Carry on the news story about the Missouri doctor and former limo driver who pitched an arms deal to Ukraine, starting right after its last sentence.

• Excerpted text:
*** Block opens ***

Potential $30 Million International Arms Deal Plays Out in Eureka, Missouri

A Missouri doctor and a limo driver sought to sell millions in arms to Ukraine, according to The New York Times

Oct 7, 2022 at 12:44 pm
click to enlarge A street in Ukraine, where houses, vehicles and other structures have been destroyed to the ground.
John Owen Nwachukwu VIA FLICKR
A suburb of Kyiv that was destroyed during the Ukraine-Russian war.

International arms deals could be taking place right here in St. Louis, according to an October 6 article published in the New York Times.

In the piece, “She’s a Doctor. He Was a Limo Driver. They Pitched a $30 Million Arms Deal,” the national newspaper featured Martin Zlatev and Heather Gjorgjievski, who are based in Missouri. They are part of an uptick in international private arms deals over the past few months.

According to court documents obtained by the Times, the two sought to sell $30 million worth of rockets, grenade launchers and ammunition to Ukraine through an intermediary business, BMI US LLC, which is located in Eureka. One deal, for example, would have allegedly exchanged $25 million from the Ukrainian government for 2.2 million rounds of U.S. ammunition. The bullets would have been flown to Poland and then transported to Ukraine.

Many of the proposed deals featured middlemen in other countries who would drive the supplies across country lines to Ukraine. Zlatev and Gjorgjievski are also accused of skirting export laws. In one potential deal, the two provided Bosnia and Bulgaria with falsified documents to avoid those countries' export bans to Ukraine.

Zlatev previously worked in the limousine industry, but he turned to arms dealing in December 2021 after the pandemic decimated business travel. Gjorgjievski is a doctor.

*** Block closes ***

• Source data:
*** Block opens ***

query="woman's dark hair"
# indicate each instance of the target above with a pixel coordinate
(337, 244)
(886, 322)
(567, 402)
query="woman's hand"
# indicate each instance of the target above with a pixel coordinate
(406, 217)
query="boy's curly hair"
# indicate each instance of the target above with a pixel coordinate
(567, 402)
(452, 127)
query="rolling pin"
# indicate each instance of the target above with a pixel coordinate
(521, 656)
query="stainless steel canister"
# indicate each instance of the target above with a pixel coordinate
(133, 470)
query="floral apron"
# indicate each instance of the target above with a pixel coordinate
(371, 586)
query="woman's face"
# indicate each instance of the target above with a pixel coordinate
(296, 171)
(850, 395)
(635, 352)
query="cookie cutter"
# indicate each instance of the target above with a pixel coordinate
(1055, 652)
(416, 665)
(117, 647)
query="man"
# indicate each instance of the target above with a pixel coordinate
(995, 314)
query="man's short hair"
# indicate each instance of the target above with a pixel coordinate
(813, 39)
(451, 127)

*** Block closes ***

• Result:
Since the start of the Ukraine-Russian war, U.S. restrictions on private arms deals have loosened, according to the Times. During the first four months of 2022, the State Department allowed over $300 million in private arms deals to Ukraine — a steep increase from $15 million in all of 2021.

The Biden administration has sped up the approval process for private arms sales, which normally requires weeks. Zlatev told the Ukrainian defense ministry that his application took only seven days instead of 60.

But the fast-tracked process has come with its issues.

“Weapons sold through private brokers are far more likely to end up on the black market and resurface in the hands of American adversaries, according to government advisers and academics who study the trade,” journalist Justin Scheck of the Times wrote. “Recent experience in Afghanistan and Syria shows that, without strict tracing policies, weapons can end up with terrorist groups or hostile military forces.”

When approached by the Times at his house, Zlatev said, “I don’t know what you’re talking about.”

Richard El-Rassy, a lawyer for Zlatev’s company, clarified that the goal was “to facilitate potential defense trade transactions with allied foreign nations.”

El-Rassy later backtracked the statement when questioned about the false documents, noting that “the deal was off,” according to the Times.